■ **Problem to solve**
Write out the listing below word for word, changing nothing.

■ **Given data**
--------------------------------
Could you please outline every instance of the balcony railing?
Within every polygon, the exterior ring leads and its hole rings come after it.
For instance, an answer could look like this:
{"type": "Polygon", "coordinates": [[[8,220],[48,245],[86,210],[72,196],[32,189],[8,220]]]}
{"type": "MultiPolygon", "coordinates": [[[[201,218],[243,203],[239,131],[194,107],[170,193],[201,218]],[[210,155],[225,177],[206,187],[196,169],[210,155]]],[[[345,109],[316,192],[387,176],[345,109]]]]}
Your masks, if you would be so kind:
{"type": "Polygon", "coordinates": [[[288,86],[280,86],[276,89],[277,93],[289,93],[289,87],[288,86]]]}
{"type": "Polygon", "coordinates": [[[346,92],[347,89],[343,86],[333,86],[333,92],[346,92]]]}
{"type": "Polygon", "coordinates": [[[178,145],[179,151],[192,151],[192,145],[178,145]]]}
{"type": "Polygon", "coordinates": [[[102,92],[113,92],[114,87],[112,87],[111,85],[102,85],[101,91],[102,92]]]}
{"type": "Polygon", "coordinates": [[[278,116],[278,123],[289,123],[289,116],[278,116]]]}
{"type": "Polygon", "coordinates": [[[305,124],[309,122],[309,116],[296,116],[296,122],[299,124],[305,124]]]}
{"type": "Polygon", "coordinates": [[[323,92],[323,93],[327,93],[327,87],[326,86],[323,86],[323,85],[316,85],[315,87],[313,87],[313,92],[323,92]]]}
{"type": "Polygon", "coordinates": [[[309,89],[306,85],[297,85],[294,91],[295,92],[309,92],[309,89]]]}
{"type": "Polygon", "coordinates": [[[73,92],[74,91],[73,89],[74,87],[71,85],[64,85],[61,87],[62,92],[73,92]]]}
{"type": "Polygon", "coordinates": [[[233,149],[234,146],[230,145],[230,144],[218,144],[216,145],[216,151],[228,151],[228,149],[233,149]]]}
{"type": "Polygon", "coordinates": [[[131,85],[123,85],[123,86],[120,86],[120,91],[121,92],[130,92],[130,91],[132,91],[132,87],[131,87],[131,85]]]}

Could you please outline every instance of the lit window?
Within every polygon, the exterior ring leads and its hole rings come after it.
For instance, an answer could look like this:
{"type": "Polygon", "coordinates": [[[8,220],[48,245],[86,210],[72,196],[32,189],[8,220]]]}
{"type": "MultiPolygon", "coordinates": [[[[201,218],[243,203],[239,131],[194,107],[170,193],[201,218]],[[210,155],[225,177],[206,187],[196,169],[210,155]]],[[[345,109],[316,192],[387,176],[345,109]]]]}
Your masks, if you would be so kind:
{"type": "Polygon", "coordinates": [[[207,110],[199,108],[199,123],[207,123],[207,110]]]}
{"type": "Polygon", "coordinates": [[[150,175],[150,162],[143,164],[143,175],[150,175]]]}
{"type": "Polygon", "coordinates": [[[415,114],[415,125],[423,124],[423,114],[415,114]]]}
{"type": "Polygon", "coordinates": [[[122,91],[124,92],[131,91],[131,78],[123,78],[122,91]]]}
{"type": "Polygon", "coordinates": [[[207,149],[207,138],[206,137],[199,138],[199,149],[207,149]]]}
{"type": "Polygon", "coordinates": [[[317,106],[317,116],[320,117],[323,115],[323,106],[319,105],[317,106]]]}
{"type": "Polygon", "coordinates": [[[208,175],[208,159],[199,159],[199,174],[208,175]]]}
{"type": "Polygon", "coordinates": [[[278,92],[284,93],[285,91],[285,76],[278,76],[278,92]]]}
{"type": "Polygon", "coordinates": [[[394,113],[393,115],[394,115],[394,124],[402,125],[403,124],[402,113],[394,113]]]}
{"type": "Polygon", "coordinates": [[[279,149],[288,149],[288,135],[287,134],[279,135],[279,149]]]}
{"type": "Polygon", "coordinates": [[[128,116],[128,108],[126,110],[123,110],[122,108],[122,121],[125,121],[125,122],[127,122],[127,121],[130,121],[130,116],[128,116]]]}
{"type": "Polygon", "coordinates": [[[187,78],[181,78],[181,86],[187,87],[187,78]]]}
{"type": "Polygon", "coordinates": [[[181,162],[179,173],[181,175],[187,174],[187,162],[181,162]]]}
--------------------------------
■ **Task result**
Could you please outline every instance of the balcony railing?
Within every polygon, the exterior ring leads and its hole rings come after it.
For instance, an answer could look like this:
{"type": "Polygon", "coordinates": [[[8,220],[48,245],[86,210],[72,196],[32,189],[8,220]]]}
{"type": "MultiPolygon", "coordinates": [[[[201,218],[243,203],[239,131],[194,107],[170,193],[201,218]],[[210,155],[225,177],[206,187],[196,169],[210,155]]],[[[345,109],[316,192],[387,176],[345,109]]]]}
Your masks, if you would be so kind:
{"type": "Polygon", "coordinates": [[[288,86],[280,86],[276,89],[277,93],[289,93],[289,87],[288,86]]]}
{"type": "Polygon", "coordinates": [[[346,92],[347,89],[343,86],[333,86],[333,92],[346,92]]]}
{"type": "Polygon", "coordinates": [[[178,145],[179,151],[192,151],[192,145],[178,145]]]}
{"type": "Polygon", "coordinates": [[[102,92],[113,92],[114,87],[112,87],[111,85],[102,85],[101,91],[102,92]]]}
{"type": "Polygon", "coordinates": [[[278,116],[278,123],[289,123],[289,116],[278,116]]]}
{"type": "Polygon", "coordinates": [[[305,124],[309,122],[309,116],[296,116],[296,122],[299,124],[305,124]]]}
{"type": "Polygon", "coordinates": [[[323,92],[323,93],[327,93],[327,87],[326,86],[323,86],[323,85],[316,85],[315,87],[313,87],[313,92],[323,92]]]}
{"type": "Polygon", "coordinates": [[[309,89],[306,85],[297,85],[294,91],[295,92],[309,92],[309,89]]]}
{"type": "Polygon", "coordinates": [[[73,92],[74,91],[73,89],[74,87],[71,85],[64,85],[61,87],[62,92],[73,92]]]}
{"type": "Polygon", "coordinates": [[[233,149],[234,146],[230,145],[230,144],[218,144],[216,145],[216,151],[228,151],[228,149],[233,149]]]}
{"type": "Polygon", "coordinates": [[[131,85],[123,85],[123,86],[120,86],[120,91],[121,92],[130,92],[130,91],[132,91],[132,87],[131,87],[131,85]]]}

Could you please outline every instance of the lit window?
Within every polygon, the exterior ring leads and its hole rings come after it.
For instance, an answer could look like this:
{"type": "Polygon", "coordinates": [[[8,220],[48,245],[86,210],[72,196],[32,189],[8,220]]]}
{"type": "MultiPolygon", "coordinates": [[[[201,218],[243,203],[239,131],[194,107],[170,193],[201,218]],[[210,155],[225,177],[206,187],[196,169],[210,155]]],[[[345,109],[316,192],[387,176],[345,109]]]]}
Your masks, if you would be so kind:
{"type": "Polygon", "coordinates": [[[207,110],[199,108],[199,123],[207,123],[207,110]]]}
{"type": "Polygon", "coordinates": [[[150,175],[150,162],[143,164],[143,175],[150,175]]]}
{"type": "Polygon", "coordinates": [[[415,114],[415,125],[423,124],[423,114],[415,114]]]}
{"type": "Polygon", "coordinates": [[[122,91],[124,92],[131,91],[131,78],[123,78],[122,91]]]}
{"type": "Polygon", "coordinates": [[[207,149],[207,138],[206,137],[199,138],[199,149],[207,149]]]}
{"type": "Polygon", "coordinates": [[[317,106],[317,116],[320,117],[323,115],[323,106],[319,105],[317,106]]]}
{"type": "Polygon", "coordinates": [[[208,175],[208,159],[199,159],[199,174],[208,175]]]}
{"type": "Polygon", "coordinates": [[[278,92],[284,93],[285,91],[285,76],[278,76],[278,92]]]}
{"type": "Polygon", "coordinates": [[[394,113],[393,115],[394,115],[394,124],[402,125],[403,124],[402,113],[394,113]]]}
{"type": "Polygon", "coordinates": [[[279,149],[288,149],[288,135],[287,134],[279,135],[279,149]]]}
{"type": "Polygon", "coordinates": [[[128,116],[128,108],[126,110],[123,110],[122,108],[122,121],[125,121],[125,122],[127,122],[127,121],[130,121],[130,116],[128,116]]]}
{"type": "Polygon", "coordinates": [[[187,78],[181,78],[181,86],[187,87],[187,78]]]}
{"type": "Polygon", "coordinates": [[[181,162],[179,173],[181,175],[187,174],[187,162],[181,162]]]}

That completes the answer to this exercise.